**EXTRACT PROVIDED:**
Johnny and forensics expert Darlene are given the job of investigating Australian rock star Mickey's manager. Mickey believes his manager is going to kill him on his 27th birthday because he'd be worth more dead than alive, because Mickey would join the fabled "Club 27".
Craig also has the job of finding out who is killing the rich women in Bellview Hills (sp? "read" this as an audio book), an investigation that puts him in close contact with his cousin, Mark. Mark hates Craig, and has since they were 10. But the police chief said the department would work with Private on this case so Craig and Mark have no choice in the matter.
I enjoyed mysteries in this installment. And again, the reader knows who the antagonist is, knows what steps they are making, but unlike Private: Berlin, it didn't squick me out. Following the antagonist was interesting, not appallingly disturbing.
What I didn't care for were all the various and sundry loose ends that were left waving in the wind like a tattered flag and the half arsed resolutions:
- Craig's "love affair" with Justine, Jack's not really a girlfriend/girlfriend/ex-fiance. There was excessive pontificating by Craig on Justine's stunning beauty when she arrived in Sydney, at the Private kick-off party, and through out the book. . Justine was involved at the start of the rich women's murders, touching gestures and google eyes with Criag, then...fell right out of the book until she boarded a plane for LA at the end and she cried. They didn't do anything!
- The kidnapping and killing of Ho Meng's son. Ho Meng knew who had done it, so why all the beating around the bush to hire Private? Poor resolution to a no-mystery mystery.
- Mark's 30 yeas of animosity toward Craig just suddenly resolved over a hospital bed? I don't think so
- Craig driving Justine to the airport a week after he released from hospital for a knife wound to the abdomen that nicked a colon. Authors - please consult with a medical doctor or nurse.
- How the hell did Craig and - I forget which character - get locked inside an apartment? Door lock people out, not in.
- There's no way in heck the protagonist could have made and tossed a homemade Molotov cocktail in a darkened shed, bombed an apartment, run up and down stairs and slashed four tires in the time period indicated.
- Even with the issues I noted above, I still enjoyed this installment more than some of the others. It's a great commute read and would be perfect for vacation or a very lazy weekend read. Just...don't expect much from these books other than entertainment.

(Items stored from a collection)
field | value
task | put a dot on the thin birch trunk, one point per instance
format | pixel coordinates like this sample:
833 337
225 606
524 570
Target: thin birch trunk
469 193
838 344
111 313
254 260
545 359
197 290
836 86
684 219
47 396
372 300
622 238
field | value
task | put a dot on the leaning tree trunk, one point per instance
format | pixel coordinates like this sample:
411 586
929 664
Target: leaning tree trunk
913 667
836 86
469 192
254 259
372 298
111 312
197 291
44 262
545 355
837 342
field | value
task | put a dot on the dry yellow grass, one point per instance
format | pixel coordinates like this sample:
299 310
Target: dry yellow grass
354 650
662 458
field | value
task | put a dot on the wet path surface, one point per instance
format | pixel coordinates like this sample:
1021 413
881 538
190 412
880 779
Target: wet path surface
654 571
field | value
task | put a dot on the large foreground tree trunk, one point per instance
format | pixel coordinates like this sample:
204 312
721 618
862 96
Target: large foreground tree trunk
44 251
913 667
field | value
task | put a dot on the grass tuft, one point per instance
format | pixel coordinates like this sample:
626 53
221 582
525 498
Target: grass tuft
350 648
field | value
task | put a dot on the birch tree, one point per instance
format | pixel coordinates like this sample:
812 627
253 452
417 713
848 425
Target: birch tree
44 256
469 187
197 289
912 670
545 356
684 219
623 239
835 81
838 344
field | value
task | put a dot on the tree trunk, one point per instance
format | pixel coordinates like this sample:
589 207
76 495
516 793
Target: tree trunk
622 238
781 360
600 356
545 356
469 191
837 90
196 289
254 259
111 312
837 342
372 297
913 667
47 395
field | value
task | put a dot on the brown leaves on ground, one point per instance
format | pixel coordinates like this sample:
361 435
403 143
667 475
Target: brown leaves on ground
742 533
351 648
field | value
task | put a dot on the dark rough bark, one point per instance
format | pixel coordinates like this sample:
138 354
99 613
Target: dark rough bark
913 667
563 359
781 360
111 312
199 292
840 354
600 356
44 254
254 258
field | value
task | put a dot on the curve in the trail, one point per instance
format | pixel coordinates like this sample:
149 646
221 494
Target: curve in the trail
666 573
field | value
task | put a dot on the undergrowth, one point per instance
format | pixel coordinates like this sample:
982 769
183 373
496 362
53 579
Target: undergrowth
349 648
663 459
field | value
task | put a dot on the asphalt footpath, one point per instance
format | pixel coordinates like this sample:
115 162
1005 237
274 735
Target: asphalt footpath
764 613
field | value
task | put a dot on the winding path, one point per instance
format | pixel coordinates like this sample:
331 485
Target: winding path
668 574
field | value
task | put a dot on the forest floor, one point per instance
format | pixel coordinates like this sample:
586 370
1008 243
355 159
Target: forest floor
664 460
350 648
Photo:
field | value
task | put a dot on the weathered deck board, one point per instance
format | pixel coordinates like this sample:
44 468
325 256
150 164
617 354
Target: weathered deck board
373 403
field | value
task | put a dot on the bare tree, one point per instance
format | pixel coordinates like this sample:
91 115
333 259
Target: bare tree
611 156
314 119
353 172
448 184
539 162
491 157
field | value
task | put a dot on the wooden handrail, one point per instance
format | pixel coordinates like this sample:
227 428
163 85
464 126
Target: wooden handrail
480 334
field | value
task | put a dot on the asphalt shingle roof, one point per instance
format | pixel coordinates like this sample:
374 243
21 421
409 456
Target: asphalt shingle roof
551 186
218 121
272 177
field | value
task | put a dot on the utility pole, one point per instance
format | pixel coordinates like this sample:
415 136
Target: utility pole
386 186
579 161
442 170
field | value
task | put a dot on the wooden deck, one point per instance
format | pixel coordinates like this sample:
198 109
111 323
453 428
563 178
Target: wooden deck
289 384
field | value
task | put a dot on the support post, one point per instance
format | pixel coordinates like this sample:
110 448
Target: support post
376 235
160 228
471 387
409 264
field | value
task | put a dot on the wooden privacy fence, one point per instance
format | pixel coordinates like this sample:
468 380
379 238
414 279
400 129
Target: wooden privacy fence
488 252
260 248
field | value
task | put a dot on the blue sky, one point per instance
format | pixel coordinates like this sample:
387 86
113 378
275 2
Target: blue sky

**THE TASK:** Sum up the book review in two sentences.

**REPLY TO THE EXERCISE:** The review describes an installment in which Johnny and Darlene investigate rock star Mickey's manager, who Mickey believes will kill him on his 27th birthday, while Craig must work with his hostile cousin Mark to find out who is killing rich women in Bellview Hills. The reviewer enjoyed the mysteries and following the antagonist but disliked the loose ends and weak resolutions, such as the Justine subplot and Mark's sudden change of heart toward Craig, yet still calls it a great read for a commute, vacation or lazy weekend.